--- start RECORD EXTRACTS ---

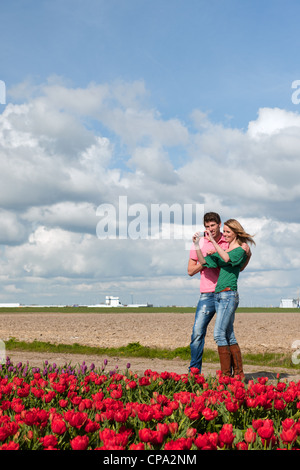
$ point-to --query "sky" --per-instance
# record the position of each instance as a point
(146, 103)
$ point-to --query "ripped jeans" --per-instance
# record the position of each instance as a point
(226, 305)
(204, 313)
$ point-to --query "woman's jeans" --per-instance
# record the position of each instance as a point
(226, 305)
(204, 313)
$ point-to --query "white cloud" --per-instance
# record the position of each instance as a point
(64, 151)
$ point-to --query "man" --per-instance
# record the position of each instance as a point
(209, 276)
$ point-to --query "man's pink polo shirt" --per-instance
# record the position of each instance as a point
(208, 276)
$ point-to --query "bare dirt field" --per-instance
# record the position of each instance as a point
(255, 332)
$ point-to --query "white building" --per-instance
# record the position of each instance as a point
(289, 303)
(112, 301)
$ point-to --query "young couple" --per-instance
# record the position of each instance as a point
(219, 257)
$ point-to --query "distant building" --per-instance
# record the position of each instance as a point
(112, 301)
(289, 303)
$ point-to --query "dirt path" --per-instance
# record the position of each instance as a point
(256, 332)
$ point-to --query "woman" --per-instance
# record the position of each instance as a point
(230, 263)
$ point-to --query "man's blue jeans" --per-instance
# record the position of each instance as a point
(226, 305)
(204, 313)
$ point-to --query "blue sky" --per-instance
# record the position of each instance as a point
(163, 101)
(225, 57)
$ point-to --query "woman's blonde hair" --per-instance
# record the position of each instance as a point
(241, 235)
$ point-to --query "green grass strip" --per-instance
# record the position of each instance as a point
(137, 350)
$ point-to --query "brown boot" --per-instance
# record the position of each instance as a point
(237, 361)
(225, 360)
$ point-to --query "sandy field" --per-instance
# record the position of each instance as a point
(255, 332)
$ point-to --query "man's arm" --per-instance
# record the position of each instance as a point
(194, 267)
(246, 247)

--- end RECORD EXTRACTS ---

WORK REQUIRED: Transcribe the records verbatim and omit the images.

OUTPUT OF THE EXERCISE:
$ point-to --query "sky" --per-instance
# record the position of each instance as a point
(146, 103)
$ point-to --query "ripped jeans" --per-instance
# record the position of each instance as a point
(226, 305)
(204, 313)
$ point-to --query "woman's jeans" --per-instance
# record the position of each instance as a point
(226, 305)
(204, 313)
$ point-to --query "white cloud" --per-instance
# record the position of each instance as a point
(64, 151)
$ point-to --query "man" --per-instance
# record the position of each instance as a point
(209, 276)
$ point-to --query "man's pink polo shirt" --per-instance
# record the position of each instance as a point
(208, 276)
$ point-to --query "bare dirt field" --per-instance
# record the position of each instance as a point
(255, 332)
$ point-to --query "white building" --per-instance
# record the position of each instance as a point
(289, 303)
(112, 301)
$ point-to --query "young couple" --per-instance
# record the position of each instance as a point
(219, 257)
$ point-to --query "distant building" --per-instance
# record the position of each instance as a point
(112, 301)
(289, 303)
$ point-to --query "dirt path" --per-instance
# record the position of each instance as a point
(256, 332)
$ point-to --query "woman" --per-instance
# record the position of each instance as a point
(230, 263)
$ point-to --query "man's blue jeans" --per-instance
# record the position of each instance as a point
(226, 305)
(204, 313)
$ point-to --query "blue sky" --per-instance
# record the position of each instance as a point
(163, 101)
(225, 57)
$ point-to --query "woman's blonde hair" --per-instance
# record the position of each instance as a point
(241, 235)
$ point-to --query "green grass strip" --per-instance
# record the position of each instance as a point
(137, 350)
$ point-to --query "brown boot" --per-instance
# record the position of each instance as a point
(237, 361)
(225, 360)
$ point-to --query "sandy field" --per-instance
# record the position of each instance as a point
(255, 332)
$ point-to --query "man's arm" --per-instance
# record the position of each instance as a point
(194, 267)
(246, 247)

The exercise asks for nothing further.